* Enunciado 1:
Responda com base no trecho do blog:
(a) Em que data foi publicada a postagem "Só de passagem"?
(b) Em que estação as folhas velhas caem?
(c) Na postagem "Rio", onde foi encostada a cabeça?
* Enunciado 2: Reescreva o trecho do blog a partir das palavras "Eu não pude" e termine depois de "em sua alma.", trocando "rio" por "riacho".

* Texto de origem:
Deixo também um beijo enorme para o meu blog, apesar de ele não ser uma pessoa. Adoro esse espaço que eu criei para compartilhar com vocês tudo o que sinto e não vou apagá-lo nunca.
Enfim, feliz dia do blog :)

sábado, 21 de agosto de 2010

Só de passagem

Depois de algum tempo, as músicas que você ouvia e que quebravam seu coração em vários pedaços sangrentos param de fazer seu efeito. Aquele perfume que parava sua respiração se torna apenas mais um cheiro bom que você gosta de sentir. Você não se sente mais enjoado quando vê um rosto que antes lhe era especial, você não pula da cama desesperado em direção ao telefone quando ele toca e você deixa de aplicar certas músicas à sua própria vida.
Todos aqueles que te cercam se transformam, as folhas velhas caem no outono e dão espaço a novas pétalas frescas e coloridas. A chuva vai embora e deixa uma terra fértil para novos começos. O horizonte muda e as dunas do deserto são diferentes no final do dia.
As lágrimas secam, o coração decide bater por outros motivos e os olhos inventam cores novas para enxergar. A dor, toda a dor, se acaba. As feridas se cicatrizam e até a noite infinita cria seu próprio fim no clarear de cada dia, para deixar claro que algumas coisas vêm, enraizam-se em nossas vidas, transformam tudo e então vão embora. Passam e explicam-se dessa maneira: estão apenas de passagem.

sexta-feira, 30 de julho de 2010

Rio

"E eu queria acreditar quando me dizem que tudo vai ficar bem."


- Inspirado na garota do ônibus - 


Encostou a cabeça na janela e não parecia se importar com todas as outras pessoas dentro do ônibus, cada uma com seu próprio inferno particular. Simplesmente respirou fundo. E chorou.
As pessoas olhavam, a maioria disfarçadamente. Com pena, com espanto, com medo - como se chorar fosse a coisa mais sobrenatural do mundo.
Eu não pude deixar de imaginar o motivo por trás daquilo, a nascente daquele rio que ela desaguava através dos olhos, libertando tudo que estava preso, encalhado, entalado em sua garganta, em sua cabeça e em sua alma.

* Dados fornecidos:
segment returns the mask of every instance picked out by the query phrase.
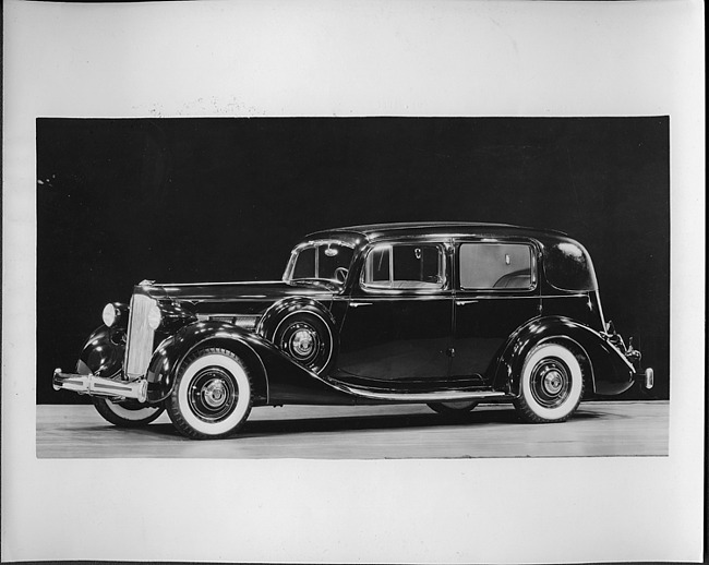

* Resposta correta 1:
(a) Sábado, 21 de agosto de 2010.
(b) No outono.
(c) Na janela do ônibus.

* Resposta correta 2:
Eu não pude deixar de imaginar o motivo por trás daquilo, a nascente daquele riacho que ela desaguava através dos olhos, libertando tudo que estava preso, encalhado, entalado em sua garganta, em sua cabeça e em sua alma.